Race condition in SyncRepGetSyncStandbysPriority

From: Tom Lane <tgl(at)sss(dot)pgh(dot)pa(dot)us>
To: pgsql-hackers(at)lists(dot)postgresql(dot)org
Subject: Race condition in SyncRepGetSyncStandbysPriority
Date: 2020-03-27 01:26:49
Message-ID: 21519.1585272409@sss.pgh.pa.us
Views: Raw Message | Whole Thread | Download mbox | Resend email
Thread:
Lists: pgsql-hackers

Twice in the past month [1][2], buildfarm member hoverfly has managed
to reach the "unreachable" Assert(false) at the end of
SyncRepGetSyncStandbysPriority.

What seems likely to me, after quickly eyeballing the code, is that
hoverfly is hitting the blatantly-obvious race condition in that function.
Namely, that the second loop supposes that the state of the walsender
array hasn't changed since the first loop.

The minimum fix for this, I suppose, would have the first loop capture
the sync_standby_priority value for each walsender along with what it's
already capturing. But I wonder if the whole function shouldn't be
rewritten from scratch, because it seems like the algorithm is both
expensively brute-force and unintelligible, which is a sad combination.

Entries provided:
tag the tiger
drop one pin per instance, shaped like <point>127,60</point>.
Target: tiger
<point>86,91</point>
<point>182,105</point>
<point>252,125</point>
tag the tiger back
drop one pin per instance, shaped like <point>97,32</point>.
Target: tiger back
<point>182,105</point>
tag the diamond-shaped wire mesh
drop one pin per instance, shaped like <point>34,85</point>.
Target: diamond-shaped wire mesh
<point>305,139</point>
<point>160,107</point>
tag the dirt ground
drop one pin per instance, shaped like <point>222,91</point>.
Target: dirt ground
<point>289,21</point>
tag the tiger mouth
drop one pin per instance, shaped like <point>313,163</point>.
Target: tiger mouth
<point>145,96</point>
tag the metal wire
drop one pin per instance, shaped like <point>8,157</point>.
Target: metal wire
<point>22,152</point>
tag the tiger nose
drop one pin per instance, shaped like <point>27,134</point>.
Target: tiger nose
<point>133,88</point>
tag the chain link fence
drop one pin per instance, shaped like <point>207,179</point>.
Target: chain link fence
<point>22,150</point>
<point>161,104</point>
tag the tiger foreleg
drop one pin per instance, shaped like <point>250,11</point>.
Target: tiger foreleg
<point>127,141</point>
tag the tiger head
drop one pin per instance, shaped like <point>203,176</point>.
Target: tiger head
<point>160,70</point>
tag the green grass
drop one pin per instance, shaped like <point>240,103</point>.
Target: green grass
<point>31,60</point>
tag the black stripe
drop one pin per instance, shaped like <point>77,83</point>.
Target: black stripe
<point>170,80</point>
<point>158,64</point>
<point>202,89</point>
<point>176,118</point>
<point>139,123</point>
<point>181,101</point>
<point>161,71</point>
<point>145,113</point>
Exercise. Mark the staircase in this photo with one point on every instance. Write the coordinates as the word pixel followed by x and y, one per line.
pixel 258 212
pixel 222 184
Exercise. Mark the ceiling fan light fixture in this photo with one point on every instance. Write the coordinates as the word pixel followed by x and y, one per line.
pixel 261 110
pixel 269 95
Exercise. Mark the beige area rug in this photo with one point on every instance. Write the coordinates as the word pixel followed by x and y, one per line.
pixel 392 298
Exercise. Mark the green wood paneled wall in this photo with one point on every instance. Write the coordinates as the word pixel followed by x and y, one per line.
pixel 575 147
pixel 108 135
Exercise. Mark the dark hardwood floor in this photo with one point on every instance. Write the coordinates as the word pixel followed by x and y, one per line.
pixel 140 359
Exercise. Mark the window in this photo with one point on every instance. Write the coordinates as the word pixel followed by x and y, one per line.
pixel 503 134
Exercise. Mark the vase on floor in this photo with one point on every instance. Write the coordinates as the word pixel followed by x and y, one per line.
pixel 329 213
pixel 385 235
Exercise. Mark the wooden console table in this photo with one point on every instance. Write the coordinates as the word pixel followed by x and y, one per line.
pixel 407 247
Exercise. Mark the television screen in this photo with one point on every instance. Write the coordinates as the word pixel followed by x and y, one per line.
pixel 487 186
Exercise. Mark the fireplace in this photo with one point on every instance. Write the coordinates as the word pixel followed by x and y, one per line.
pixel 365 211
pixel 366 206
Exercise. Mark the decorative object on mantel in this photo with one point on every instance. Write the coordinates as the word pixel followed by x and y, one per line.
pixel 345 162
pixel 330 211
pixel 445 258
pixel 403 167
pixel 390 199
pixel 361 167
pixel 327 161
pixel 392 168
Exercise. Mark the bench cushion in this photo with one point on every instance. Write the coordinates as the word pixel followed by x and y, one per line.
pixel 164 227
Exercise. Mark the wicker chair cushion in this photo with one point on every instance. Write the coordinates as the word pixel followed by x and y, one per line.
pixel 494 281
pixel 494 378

Given exercise 1: From the post above about the SyncRepGetSyncStandbysPriority race condition, repeat word for word the passage starting at "Twice in the" and ending at "the first loop.".
Given exercise 2: Continue the post about the SyncRepGetSyncStandbysPriority race condition, beginning right after its final sentence.

Response 1:
Twice in the past month [1][2], buildfarm member hoverfly has managed
to reach the "unreachable" Assert(false) at the end of
SyncRepGetSyncStandbysPriority.

What seems likely to me, after quickly eyeballing the code, is that
hoverfly is hitting the blatantly-obvious race condition in that function.
Namely, that the second loop supposes that the state of the walsender
array hasn't changed since the first loop.

Response 2:
It's likely that the number of walsenders would never be high enough
that efficiency could matter, but then couldn't we use an algorithm
that is less complicated and more obviously correct? (Because the
alternative conclusion, if you reject the theory that a race is happening,
is that the algorithm is just flat out buggy; something that's not too
easy to disprove either.)

Another fairly dubious thing here is that whether or not *am_sync
gets set depends not only on whether MyWalSnd is claiming to be
synchronous but on how many lower-numbered walsenders are too.
Is that really the right thing?

But worse than any of that is that the return value seems to be
a list of walsender array indexes, meaning that the callers cannot
use it without making even stronger assumptions about the array
contents not having changed since the start of this function.

It sort of looks like the design is based on the assumption that
the array contents can't change while SyncRepLock is held ... but
if that's the plan then why bother with the per-walsender spinlocks?
In any case this assumption seems to be failing, suggesting either
that there's a caller that's not holding SyncRepLock when it calls
this function, or that somebody is failing to take that lock while
modifying the array.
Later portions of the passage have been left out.